Document text:

/---

She brought a smile to people everywhere she went, she would wave to you at the drop of a hat. I gave her the best life I could and she gave her all to me, enriching my life to no end.

I know you played a part in sending me 3 yr old Tucker a couple months after you passed. You did good, thank you so much for that.

I feel fortunate to feel your spirit beside me every day. I really miss you girl, wish I could give you a big hug. Run free till we meet again.


----------



## Kevin's Goldens (May 22, 2008)

Beautiful story - Beautiful dog. (Tucker is a real beauty, too.


----------



## riddle03 (Jun 9, 2005)

You can tell in how you write how much love you two have for each other. It's simply beautiful. Run free - play hard - sleep soft sweet Deardra.


----------



## mylissyk (Feb 25, 2007)

The great ones leave lasting impressions on your heart and on your life. She was clearly one of those.


----------



## Caesar's Buddy (May 25, 2010)

They are in your heart forever...


----------



## Lilliam (Apr 28, 2010)

There is always that one dog, the one who knows your heart and your soul, the one whose loss you mourn for years, even as you recall funny stories, and you cry through your laughter at those memories.
It was a beautiful tribute to her. I'm sure she knew absolutely how completely you loved her.


----------



## goldensrbest (Dec 20, 2007)

That is the sweetest rememberence, i have ever read, your love for her, is so lovely, as lucky as you felt to have her, i am sure she felt so happy to have you.


----------



## Karen519 (Aug 21, 2006)

*GoldenCamper*

GoldenCamper

I can feel how much you love Deardra and you will see her at the Bridge!

I'm sure she sent you Tucker and that you will see her at the Rainbow Bridge.

What a BEAUTIFUL GIRL and I love her name!!


----------



## coppers-mom (Jan 9, 2009)

Deardra was a beautiful girl - physically and spiritually. Your tribute to her is so very sweet, but brought tears to my eyes. Your bond was exceptionally close.

I've never been able to understand how some people just don't appreciate the wonderful treasures they have. Of course, if they did I wouldn't have benefited so much from their stupidity.

I'm sure Deardra had a hand in bringing Tucker to you - for both of your benefits.


----------



## sharlin (Feb 26, 2007)

Play Hard Sweet Girl
Thank You for such memories of love.

\---

Material supplied:
/---

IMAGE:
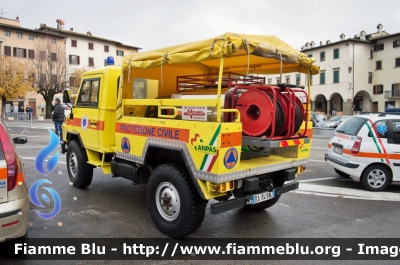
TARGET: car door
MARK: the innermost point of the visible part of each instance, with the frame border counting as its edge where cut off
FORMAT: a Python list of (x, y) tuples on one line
[(88, 115), (394, 147)]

\---

Written tasks:
1) In the thread about Deardra, give the usernames of every reply that mentions Tucker.
2) Please write what comes next in the thread about Deardra, starting after its last line.

Per-task outputs:
1) Kevin's Goldens, Karen519, coppers-mom

2)
----------



## maggie1951 (Apr 20, 2007)

Beautiful story lovely memories she was a lucky dog to have found you.


----------



## 3 goldens (Sep 30, 2005)

What a beautiful girl she was. They get in our hearts, and thank goodness, even when their body leaves us, thier live and sspirit still lives in our hearts.


----------



## GoldenCamper (Dec 21, 2009)

Karen519 said:


> What a BEAUTIFUL GIRL and I love her name!!


Thank you, she named herself  

In trying to figure out what her name was, I went through the letters of the alphabet. She seemed to like the letter "D". Then I sounded out the vowels after "D" and she liked "DE". So I tried "Dear" and she responded to it. I mentioned this to a friend and she said why not call her Deardra?

And that's how she got her name and why it is spelled the way it is instead of Deidre (or other ways) because she was such a "dear" to me 

dear (dir)
adjective


 much loved; beloved :--heart:
 much valued; highly thought of; esteemed :--heart:

noun


 a loved person; darling: often a term of affectionate address :--heart:
 an endearing person; one who arouses gentle affection, tenderness, or gratitude :--heart:


----------



## coppers-mom (Jan 9, 2009)

It sure does sound like she was aptly named.


----------



## GoldenCamper (Dec 21, 2009)

Thank you for taking the time to do that Steve, it came out very well 



sharlin said:


> Play Hard Sweet Girl
> Thank You for such memories of love.


And thank all of you for the kind regards, it wasn't easy to do a write up of her, I surprised myself that I could.


----------



## Dallas Gold (Dec 22, 2007)

What a beautiful tribute to your wonderful companion.


----------



## Penny & Maggie's Mom (Oct 4, 2007)

What a wonderful love story. Your Deardra has touched alot of hearts thru your sharing her with us. Thank you.


----------



## AlanK (Jun 28, 2008)

I do not usually look at Rainbow Bridge posts I get teary eyed too easily for a grumpy old guy ....however your love of Deardra melted my heart. I do know another Golden who is touching someones heart like that. 

She is a beautiful girl.

Play hard at the bridge sweet pup.


----------



## goldencontriever3 (Nov 7, 2008)

A lovely tribute to a beautiful girl.


----------



## C's Mom (Dec 7, 2009)

A beautiful tribute to a much loved girl. Sounds like the two of you had a fantastic life together.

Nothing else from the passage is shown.